------ STORED DATA ------

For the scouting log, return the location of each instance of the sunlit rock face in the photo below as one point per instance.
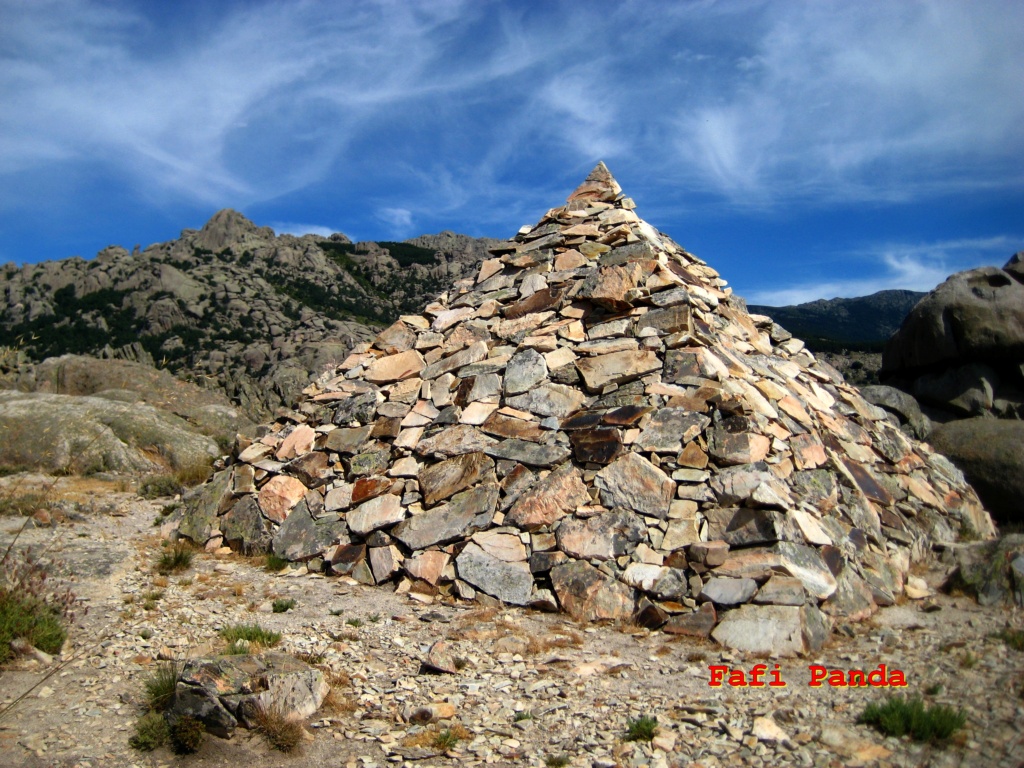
(593, 423)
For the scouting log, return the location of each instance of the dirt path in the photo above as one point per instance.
(531, 687)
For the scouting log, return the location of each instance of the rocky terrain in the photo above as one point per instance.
(527, 686)
(81, 415)
(953, 374)
(231, 305)
(830, 325)
(591, 424)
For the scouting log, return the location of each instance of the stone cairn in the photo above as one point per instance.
(593, 423)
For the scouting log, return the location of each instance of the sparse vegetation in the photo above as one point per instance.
(186, 734)
(151, 732)
(161, 685)
(899, 717)
(446, 739)
(644, 728)
(283, 605)
(32, 606)
(1013, 638)
(283, 732)
(274, 563)
(176, 557)
(251, 633)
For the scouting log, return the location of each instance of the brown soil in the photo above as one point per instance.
(530, 687)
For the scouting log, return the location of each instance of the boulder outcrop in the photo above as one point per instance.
(962, 348)
(594, 423)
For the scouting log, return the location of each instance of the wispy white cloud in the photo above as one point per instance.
(837, 100)
(460, 105)
(399, 218)
(908, 266)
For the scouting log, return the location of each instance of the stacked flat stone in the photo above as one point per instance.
(594, 423)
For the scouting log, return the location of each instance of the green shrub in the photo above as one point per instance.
(282, 605)
(161, 685)
(284, 733)
(31, 619)
(32, 607)
(899, 717)
(644, 728)
(151, 732)
(251, 633)
(1013, 638)
(186, 734)
(274, 563)
(445, 740)
(174, 558)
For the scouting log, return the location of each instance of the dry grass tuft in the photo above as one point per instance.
(282, 731)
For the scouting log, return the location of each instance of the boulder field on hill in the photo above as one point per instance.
(961, 355)
(256, 314)
(592, 423)
(77, 414)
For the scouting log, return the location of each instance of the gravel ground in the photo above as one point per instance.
(529, 689)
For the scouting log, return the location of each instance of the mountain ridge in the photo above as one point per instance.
(231, 304)
(860, 323)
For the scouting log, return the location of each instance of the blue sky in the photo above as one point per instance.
(805, 150)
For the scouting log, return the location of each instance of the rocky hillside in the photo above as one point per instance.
(230, 305)
(829, 325)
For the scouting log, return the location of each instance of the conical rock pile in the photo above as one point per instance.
(593, 423)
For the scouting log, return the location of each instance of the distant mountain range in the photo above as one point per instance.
(830, 325)
(236, 307)
(230, 305)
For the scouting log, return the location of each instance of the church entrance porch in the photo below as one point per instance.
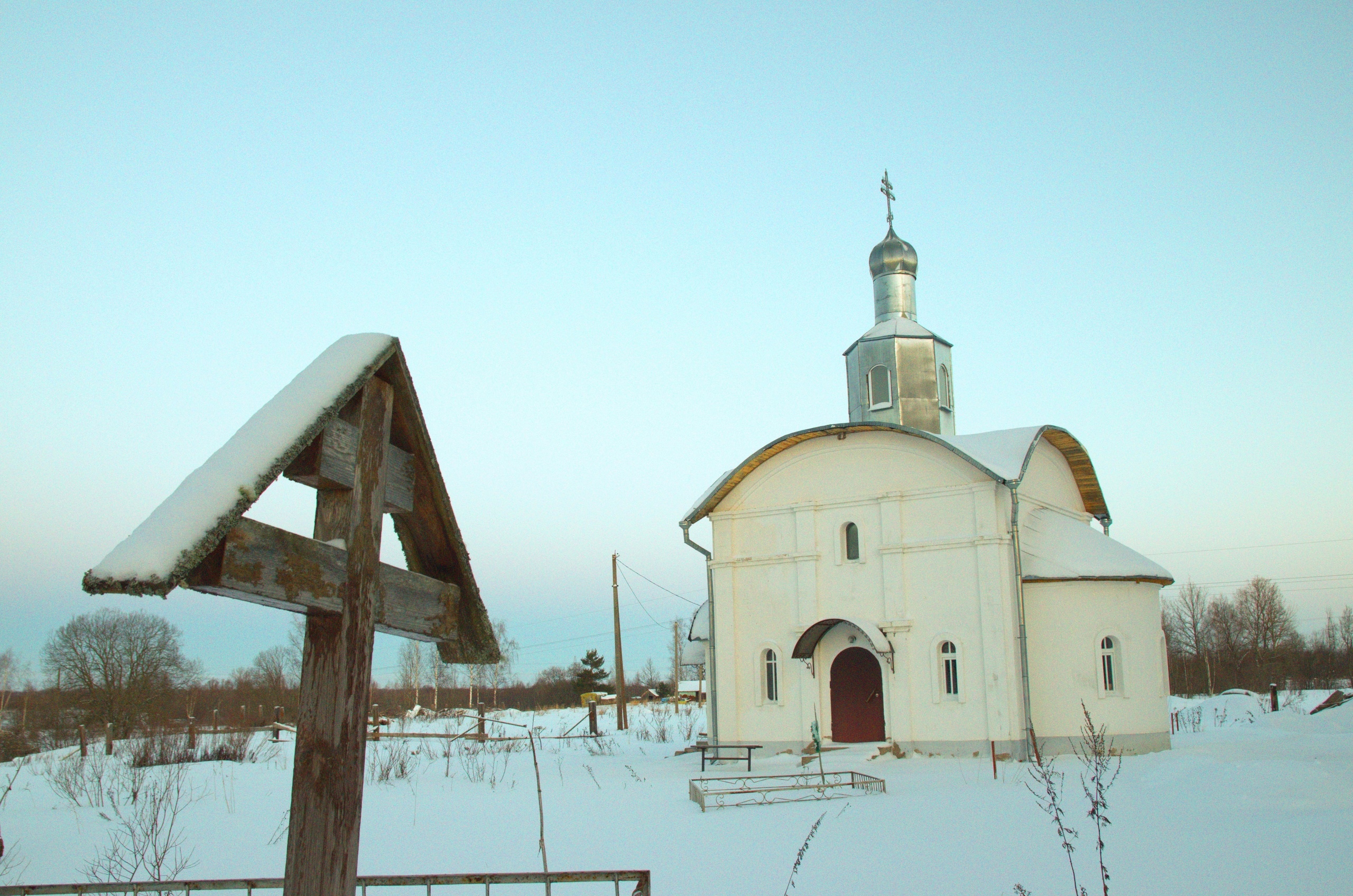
(857, 685)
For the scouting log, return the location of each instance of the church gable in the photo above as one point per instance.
(1049, 480)
(863, 465)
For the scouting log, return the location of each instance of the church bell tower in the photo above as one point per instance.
(899, 371)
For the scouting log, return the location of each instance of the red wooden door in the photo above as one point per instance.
(857, 687)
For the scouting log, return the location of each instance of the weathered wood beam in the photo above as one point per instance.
(330, 461)
(330, 757)
(270, 566)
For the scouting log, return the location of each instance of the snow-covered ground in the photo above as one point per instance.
(1249, 803)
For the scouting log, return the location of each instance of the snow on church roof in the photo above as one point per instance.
(1003, 455)
(171, 540)
(1057, 547)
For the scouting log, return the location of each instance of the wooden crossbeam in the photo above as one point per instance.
(330, 462)
(271, 566)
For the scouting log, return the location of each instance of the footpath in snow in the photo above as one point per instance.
(1247, 801)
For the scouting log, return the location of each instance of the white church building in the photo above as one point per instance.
(904, 584)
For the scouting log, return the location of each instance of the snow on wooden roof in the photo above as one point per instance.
(190, 523)
(194, 520)
(1056, 547)
(1003, 455)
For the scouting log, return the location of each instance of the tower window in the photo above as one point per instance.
(949, 668)
(1110, 672)
(880, 387)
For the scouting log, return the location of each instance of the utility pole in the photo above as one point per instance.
(622, 715)
(675, 659)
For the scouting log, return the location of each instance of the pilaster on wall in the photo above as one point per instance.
(727, 675)
(891, 561)
(805, 565)
(996, 607)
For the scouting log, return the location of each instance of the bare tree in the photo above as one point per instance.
(412, 668)
(148, 838)
(443, 676)
(501, 672)
(1267, 618)
(118, 664)
(11, 670)
(1190, 627)
(271, 669)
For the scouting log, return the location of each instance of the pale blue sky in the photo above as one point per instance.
(626, 247)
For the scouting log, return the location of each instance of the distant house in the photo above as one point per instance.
(693, 689)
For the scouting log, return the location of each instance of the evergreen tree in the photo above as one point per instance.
(590, 673)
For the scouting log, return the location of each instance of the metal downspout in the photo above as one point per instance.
(709, 647)
(1032, 742)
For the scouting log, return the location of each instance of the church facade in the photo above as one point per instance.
(900, 582)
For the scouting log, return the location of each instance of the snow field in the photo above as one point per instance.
(1255, 806)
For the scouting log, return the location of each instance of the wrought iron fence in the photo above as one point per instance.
(781, 788)
(249, 885)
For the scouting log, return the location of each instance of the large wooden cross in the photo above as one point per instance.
(363, 444)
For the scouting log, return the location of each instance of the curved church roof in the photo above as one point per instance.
(1003, 455)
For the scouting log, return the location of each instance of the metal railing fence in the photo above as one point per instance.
(487, 880)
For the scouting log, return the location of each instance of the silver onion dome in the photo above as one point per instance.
(892, 255)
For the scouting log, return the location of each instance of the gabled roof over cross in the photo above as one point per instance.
(199, 538)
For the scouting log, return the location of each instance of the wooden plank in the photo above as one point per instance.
(330, 461)
(429, 535)
(336, 677)
(271, 566)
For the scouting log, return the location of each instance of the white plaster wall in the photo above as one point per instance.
(935, 565)
(1067, 622)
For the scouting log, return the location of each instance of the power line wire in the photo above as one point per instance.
(1249, 547)
(636, 598)
(655, 584)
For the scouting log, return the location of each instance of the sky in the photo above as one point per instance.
(626, 245)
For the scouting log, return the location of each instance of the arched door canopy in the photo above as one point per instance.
(807, 642)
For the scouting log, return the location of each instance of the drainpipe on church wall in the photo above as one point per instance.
(1023, 632)
(709, 646)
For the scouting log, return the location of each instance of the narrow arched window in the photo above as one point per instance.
(949, 664)
(880, 387)
(1110, 672)
(772, 677)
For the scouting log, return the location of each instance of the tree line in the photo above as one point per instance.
(1249, 639)
(129, 670)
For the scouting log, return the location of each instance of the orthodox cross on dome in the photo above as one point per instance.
(888, 197)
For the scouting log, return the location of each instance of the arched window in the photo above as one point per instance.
(949, 666)
(880, 387)
(1110, 668)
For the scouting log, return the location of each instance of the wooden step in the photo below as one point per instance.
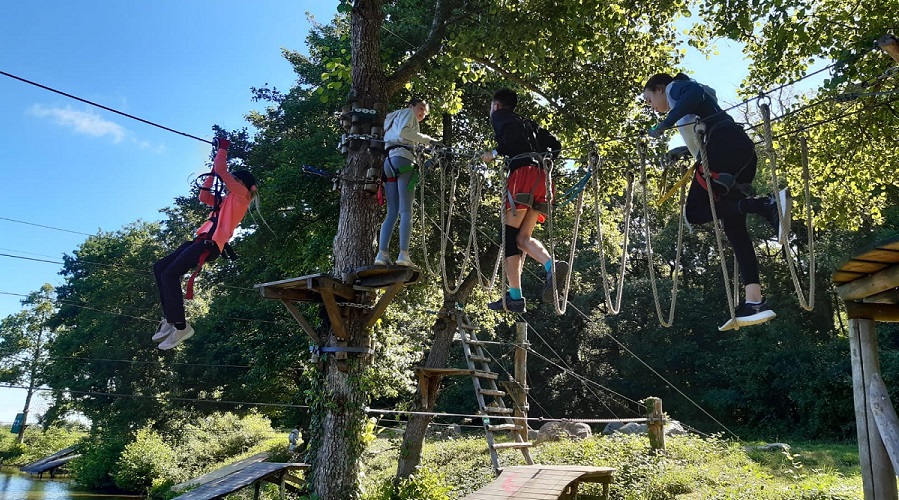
(500, 446)
(503, 427)
(496, 409)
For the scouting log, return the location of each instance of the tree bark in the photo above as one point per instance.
(335, 467)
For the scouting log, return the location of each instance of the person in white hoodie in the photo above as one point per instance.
(401, 134)
(732, 163)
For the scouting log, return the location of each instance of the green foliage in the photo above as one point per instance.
(690, 468)
(144, 461)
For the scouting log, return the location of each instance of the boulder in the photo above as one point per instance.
(555, 431)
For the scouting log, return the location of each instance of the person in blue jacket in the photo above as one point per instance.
(732, 162)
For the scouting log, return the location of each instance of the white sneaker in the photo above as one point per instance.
(165, 329)
(404, 260)
(176, 337)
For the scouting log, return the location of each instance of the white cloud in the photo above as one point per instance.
(81, 122)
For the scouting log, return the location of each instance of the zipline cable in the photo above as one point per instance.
(104, 107)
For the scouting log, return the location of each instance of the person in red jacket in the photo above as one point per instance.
(209, 243)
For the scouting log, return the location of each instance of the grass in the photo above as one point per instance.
(690, 468)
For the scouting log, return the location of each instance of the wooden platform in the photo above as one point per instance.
(867, 282)
(222, 472)
(543, 482)
(262, 471)
(51, 462)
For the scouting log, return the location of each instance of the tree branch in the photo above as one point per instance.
(528, 85)
(425, 51)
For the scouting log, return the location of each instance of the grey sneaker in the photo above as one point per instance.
(176, 337)
(165, 329)
(561, 275)
(507, 303)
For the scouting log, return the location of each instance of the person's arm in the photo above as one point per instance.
(220, 166)
(206, 195)
(689, 95)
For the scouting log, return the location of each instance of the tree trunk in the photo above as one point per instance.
(337, 449)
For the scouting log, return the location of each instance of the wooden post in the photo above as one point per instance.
(655, 425)
(520, 393)
(878, 476)
(885, 416)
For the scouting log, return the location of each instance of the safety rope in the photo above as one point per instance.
(807, 304)
(629, 199)
(641, 149)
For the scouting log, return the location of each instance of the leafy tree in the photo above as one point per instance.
(23, 345)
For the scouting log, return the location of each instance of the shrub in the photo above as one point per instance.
(143, 461)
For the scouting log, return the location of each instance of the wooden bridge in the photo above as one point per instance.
(543, 482)
(51, 463)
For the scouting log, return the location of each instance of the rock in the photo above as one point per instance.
(555, 431)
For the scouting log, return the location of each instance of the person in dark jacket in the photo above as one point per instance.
(523, 143)
(732, 162)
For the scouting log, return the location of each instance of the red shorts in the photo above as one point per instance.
(528, 180)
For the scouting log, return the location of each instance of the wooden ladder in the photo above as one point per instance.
(490, 398)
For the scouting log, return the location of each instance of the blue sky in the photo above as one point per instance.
(184, 65)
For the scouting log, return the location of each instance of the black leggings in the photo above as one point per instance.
(171, 268)
(731, 151)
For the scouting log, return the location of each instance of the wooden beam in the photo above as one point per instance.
(879, 312)
(334, 314)
(383, 302)
(885, 417)
(297, 315)
(870, 285)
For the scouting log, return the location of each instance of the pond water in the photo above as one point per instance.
(15, 485)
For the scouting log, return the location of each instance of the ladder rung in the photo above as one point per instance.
(503, 427)
(500, 446)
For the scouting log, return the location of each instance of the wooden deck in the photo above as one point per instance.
(543, 482)
(253, 473)
(51, 462)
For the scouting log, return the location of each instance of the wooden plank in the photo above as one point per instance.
(221, 472)
(297, 315)
(885, 417)
(870, 285)
(333, 314)
(295, 294)
(383, 302)
(541, 482)
(238, 480)
(878, 312)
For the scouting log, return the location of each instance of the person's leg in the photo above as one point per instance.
(170, 279)
(158, 269)
(390, 192)
(405, 208)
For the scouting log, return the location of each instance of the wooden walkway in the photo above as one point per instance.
(543, 482)
(51, 462)
(276, 473)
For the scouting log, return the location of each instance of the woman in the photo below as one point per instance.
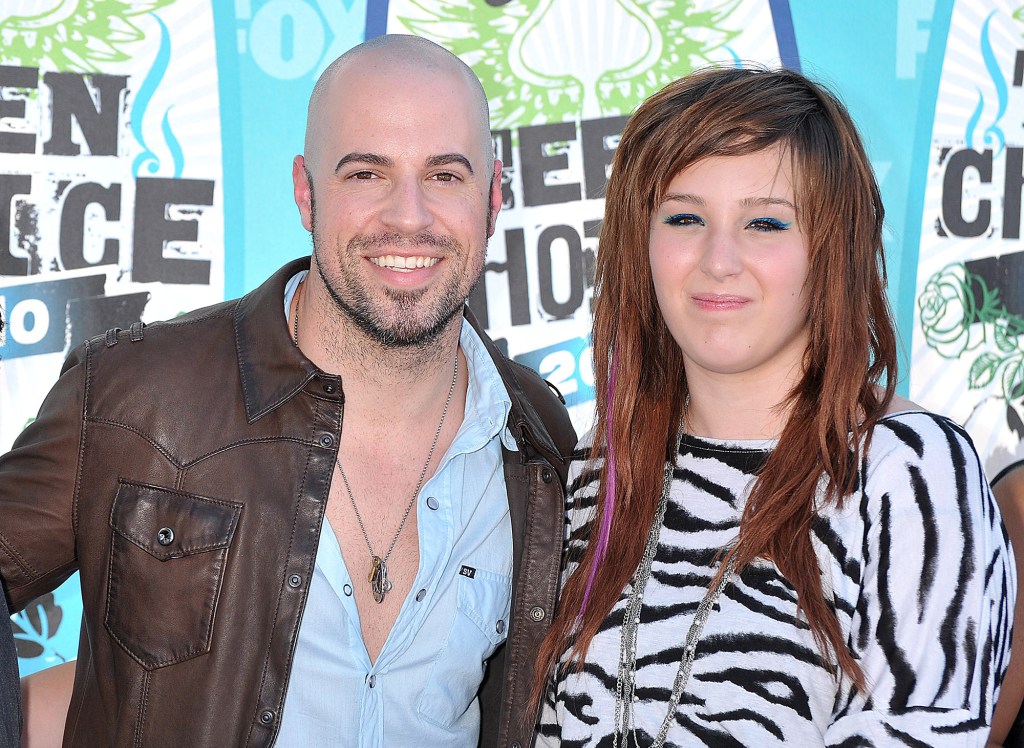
(753, 489)
(1008, 720)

------

TASK BRIEF: Restate word for word, please, the line containing "of the pond" and all lines after it through the end of the material; the pictures do not belong in the copy.

ANSWER SECTION:
For the scouting log, return the location of each instance of the pond water in the photo above as one point per instance.
(15, 485)
For the scouting log, return the location of each instance of the ladder rung in the photo above as one point per instance.
(503, 427)
(500, 446)
For the scouting log, return the location of each instance of the wooden deck in the photo above as one point per instance.
(543, 482)
(253, 473)
(51, 462)
For the scouting log, return the location of each instance of the wooden plank in the photo above as one point per instance.
(221, 472)
(297, 315)
(885, 417)
(870, 285)
(333, 314)
(295, 294)
(383, 302)
(541, 482)
(238, 480)
(878, 312)
For the scouting log, return the location of each instance of the person's leg in the photo above as one point per instance.
(170, 279)
(158, 269)
(390, 192)
(405, 208)
For the scouting log, return the location of each instance of the wooden walkway in the photo above as one point per instance.
(543, 482)
(51, 462)
(276, 473)
For the scouting log, return the location of each instance of the woman in the photo below as one point per instance.
(753, 489)
(1008, 720)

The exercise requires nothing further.